- _Work instructions_
Copy the article on nonprofit pay for artists from "But as many" to "in the sector.", replacing "IED" with "landmine".

- _Extracted text_
◇ ◇ ◇ ◇ ◇
WAGE War: Artists' Hard Battle for Nonprofit Compensation
Although I've developed a near-pathological fear of making absolute statements, I feel totally confident saying this: You'll always be more popular if you tell people that things will change for the better than if you warn them about the status quo's staying power. But since most problems also can't be solved until they're fully acknowledged, let's have a head-on confrontation with the prospect of fair pay for artists commissioned by nonprofits, specifically via a recent proposal made to the New Museum by New York-based artist-advocacy group Working Artists and the Greater Economy (WAGE). Because as worthy a cause as it is, art-industry economics have built one hell of a fortress against the revolution.
First, the background: Like seemingly every other major arts institution in the US, the New Museum just embarked on a large-scale capital campaign to fund a significant expansion of its physical size and programming. In this case, the museum's magic number is $80 million––a payload it will use to nearly double its exhibition space, with the current plan being to join its existing galleries at 235 Bowery with a renovation of its neighboring property at 231 Bowery. According to published reports, donors have already contributed $43 million toward the effort. So the hardest part of the fundraising surge is already over, and the odds are very good that the New Museum will plant its flag in its fiscal target soon enough.
Twice as much exhibition space may not mean EXACTLY twice as much art, but it definitely means a serious scale-up. And considering that the New Museum is a non-collecting institution––meaning it has no permanent collection to exhibit––the expansion also means that its curatorial team will need to collaborate with more living artists than ever to provide enough new work to fill out the annual calendar of shows and public programs. Which in turn should mean that the museum will need to fairly compensate more artists than ever for their contributions.
But as many artists know too well, there's an IED waiting on the roadside to that destination. Arts nonprofits have become notorious for offering meager, late, or nonexistent payments to the talent who supplies their actual artwork. No industry standard for fair compensation exists, and no regulatory body exists to establish or enforce one. As a result, It's not uncommon for artists to work for free––or even worse, to actually lose money––on nonprofit projects, even when the particular nonprofit in question qualifies as a major brand in the sector.
Enter WAGE. As its 2008 "wo/manifesto" makes plain, the group's members don't just want to raise awareness about this imbalance in the art ecosystem. They want to correct it. Which is why WAGE responded to the New Museum's fundraising announcement by firing off an open letter to its leadership, urging the institution to do what few nonprofits have done yet: earmark a small fraction of its incoming pledges for Artist Fees, and thus become WAGE Certified.
◇ ◇ ◇ ◇ ◇
- _Data_
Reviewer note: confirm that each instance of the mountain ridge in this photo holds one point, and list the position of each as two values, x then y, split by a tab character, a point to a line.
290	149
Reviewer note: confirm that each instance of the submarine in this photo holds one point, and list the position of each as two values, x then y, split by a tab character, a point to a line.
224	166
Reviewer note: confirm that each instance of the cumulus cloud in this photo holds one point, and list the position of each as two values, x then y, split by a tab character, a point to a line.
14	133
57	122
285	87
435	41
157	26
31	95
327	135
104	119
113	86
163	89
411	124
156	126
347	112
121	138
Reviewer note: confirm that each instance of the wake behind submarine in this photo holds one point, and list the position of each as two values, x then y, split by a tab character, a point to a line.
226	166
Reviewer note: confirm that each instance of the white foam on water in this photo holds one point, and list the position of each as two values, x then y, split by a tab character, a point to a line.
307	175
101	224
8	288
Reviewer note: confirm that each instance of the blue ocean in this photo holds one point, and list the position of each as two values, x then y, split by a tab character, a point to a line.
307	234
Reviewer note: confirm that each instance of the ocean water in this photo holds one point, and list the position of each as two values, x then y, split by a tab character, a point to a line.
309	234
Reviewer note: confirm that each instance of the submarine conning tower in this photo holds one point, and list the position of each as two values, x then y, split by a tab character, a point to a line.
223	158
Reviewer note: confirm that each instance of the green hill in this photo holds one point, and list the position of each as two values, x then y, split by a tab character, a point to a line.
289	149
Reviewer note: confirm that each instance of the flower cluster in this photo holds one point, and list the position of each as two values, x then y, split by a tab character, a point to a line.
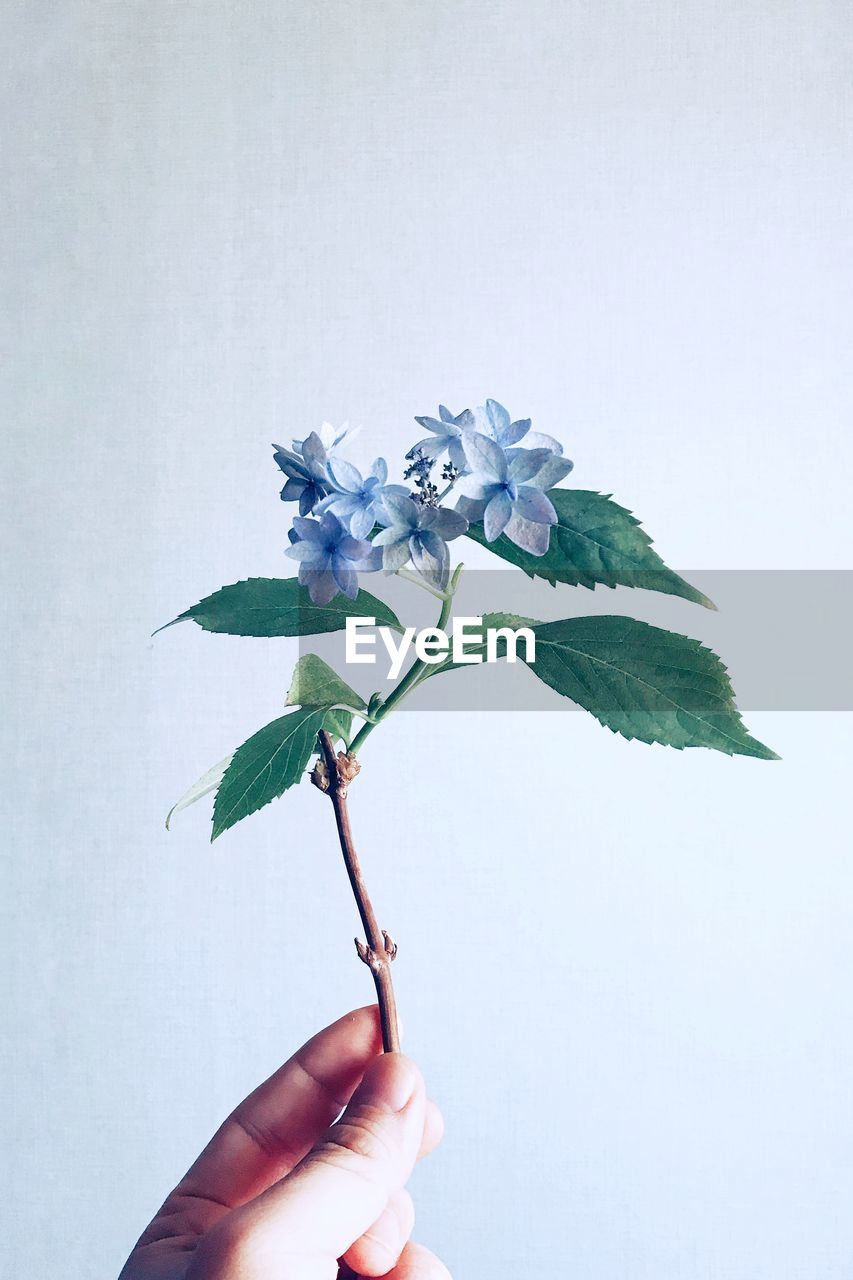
497	471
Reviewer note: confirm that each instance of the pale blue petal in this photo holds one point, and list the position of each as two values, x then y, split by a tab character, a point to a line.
320	584
401	508
552	472
525	464
471	510
361	521
497	417
343	475
292	489
370	562
528	535
443	521
480	488
539	440
314	453
354	548
396	554
308	553
308	529
497	515
345	576
388	536
533	504
484	456
430	557
456	453
430	447
515	432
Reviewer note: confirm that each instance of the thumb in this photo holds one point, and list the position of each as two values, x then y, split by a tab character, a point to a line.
340	1189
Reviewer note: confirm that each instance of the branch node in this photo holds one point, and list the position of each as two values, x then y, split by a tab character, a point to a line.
320	776
391	946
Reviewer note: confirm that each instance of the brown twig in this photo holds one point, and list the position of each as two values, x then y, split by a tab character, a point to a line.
333	776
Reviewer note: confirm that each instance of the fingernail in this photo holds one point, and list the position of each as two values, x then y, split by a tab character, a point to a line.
389	1082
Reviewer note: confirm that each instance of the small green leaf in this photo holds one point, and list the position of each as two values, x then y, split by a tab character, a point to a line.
644	682
315	684
594	543
279	607
204	786
265	766
338	723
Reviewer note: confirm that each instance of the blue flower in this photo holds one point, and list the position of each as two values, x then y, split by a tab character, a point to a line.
306	475
493	421
329	557
357	502
419	533
447	435
503	490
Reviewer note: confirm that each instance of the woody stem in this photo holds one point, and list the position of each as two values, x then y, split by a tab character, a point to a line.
381	949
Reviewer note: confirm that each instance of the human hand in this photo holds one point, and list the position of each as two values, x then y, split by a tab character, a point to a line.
282	1192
◇ ◇ ◇ ◇ ◇
- _Completed exercise_
But as many artists know too well, there's an landmine waiting on the roadside to that destination. Arts nonprofits have become notorious for offering meager, late, or nonexistent payments to the talent who supplies their actual artwork. No industry standard for fair compensation exists, and no regulatory body exists to establish or enforce one. As a result, It's not uncommon for artists to work for free––or even worse, to actually lose money––on nonprofit projects, even when the particular nonprofit in question qualifies as a major brand in the sector.